• **Exercise**: Reproduce the records below exactly, with nothing altered.

◇ ◇ ◇ ◇ ◇ ◇ ◇

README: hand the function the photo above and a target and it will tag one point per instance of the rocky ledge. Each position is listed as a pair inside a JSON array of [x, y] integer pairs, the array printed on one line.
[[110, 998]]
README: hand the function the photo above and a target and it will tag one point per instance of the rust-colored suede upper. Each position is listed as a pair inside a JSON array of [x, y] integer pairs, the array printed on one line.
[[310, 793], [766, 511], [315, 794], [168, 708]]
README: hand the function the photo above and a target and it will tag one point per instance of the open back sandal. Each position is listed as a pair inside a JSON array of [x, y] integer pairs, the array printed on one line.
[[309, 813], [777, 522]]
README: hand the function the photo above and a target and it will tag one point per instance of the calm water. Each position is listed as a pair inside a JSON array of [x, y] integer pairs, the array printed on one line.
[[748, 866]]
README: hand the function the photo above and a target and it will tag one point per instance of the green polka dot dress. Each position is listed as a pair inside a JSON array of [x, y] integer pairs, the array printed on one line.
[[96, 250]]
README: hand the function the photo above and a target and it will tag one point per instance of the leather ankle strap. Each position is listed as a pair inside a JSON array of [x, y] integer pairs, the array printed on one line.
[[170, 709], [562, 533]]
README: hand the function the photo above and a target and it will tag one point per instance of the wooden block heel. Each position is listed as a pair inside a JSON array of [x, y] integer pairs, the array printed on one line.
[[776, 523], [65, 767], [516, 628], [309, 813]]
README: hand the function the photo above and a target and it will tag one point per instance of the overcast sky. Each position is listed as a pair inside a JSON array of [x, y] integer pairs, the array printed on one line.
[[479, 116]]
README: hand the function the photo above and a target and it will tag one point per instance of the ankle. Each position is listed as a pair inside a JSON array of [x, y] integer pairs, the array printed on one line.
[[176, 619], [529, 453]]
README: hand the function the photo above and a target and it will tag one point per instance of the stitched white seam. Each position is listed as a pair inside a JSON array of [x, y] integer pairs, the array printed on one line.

◇ ◇ ◇ ◇ ◇ ◇ ◇

• **Task response**:
README: hand the function the photo above and a target and it will tag one point per instance of the rocky ledge. Each position is listed as a pair inside a JSON array of [x, y] integer pairs, the array printed on one line.
[[110, 998]]
README: hand the function the photo above and a target and it will tag one point per instance of the rust-colored suede upper. Each position is listed as a pair inside a JSON array of [x, y] integer pairs, the array printed on one line.
[[310, 793], [766, 511], [315, 794], [168, 708]]
README: hand the function the photo above and a target and it will tag one point per instance of the open back sandal. Each position is listed as a pair inside a JSON array of [x, y] integer pairs, the array printed on one line.
[[309, 813], [777, 522]]
README: hand the function the photo above and a target and it will tag one point per instance of the calm water. Each position is listed as a pair inside a JSON array of [x, y] integer pairs, the array printed on one line.
[[748, 866]]
README: hand the function the photo above and a target and it will tag one point per instance of the green polka dot dress. Each position is listed as a pair inside a JSON array of [x, y] integer pairs, the array printed on one line.
[[96, 250]]
README: hand the function the photo above and a target and it will tag one point per instance of the leather ankle strap. Each position is listed as a pair inside a JSON array of [x, y] integer pairs, the array printed on one line.
[[170, 709], [562, 533]]
README: hand the function the photo above and a target and it will tag one point per instance of the wooden block heel. Each position is listed as a pair inside a JSON array of [x, y] integer pairs, the array printed on one line.
[[776, 523], [65, 767], [516, 628], [309, 813]]
README: hand the function the photo above and a target and it will tag one point per instance of the overcast sky. Each position is listed as a pair inside a JSON array of [x, y] integer pairs, the array printed on one line.
[[479, 116]]
README: hand the function the photo above and a target and it will tag one point per instance of the ankle. Each position is listed as a pair inside a JSON array of [x, y] integer pairs, the array printed on one line.
[[176, 619], [529, 453]]
README: hand the function the photo above and a target and it will tag one point per instance of the stitched white seam. Each position is listed as a pair inside a JSON array of [x, y] integer pairs, the array printed on one line.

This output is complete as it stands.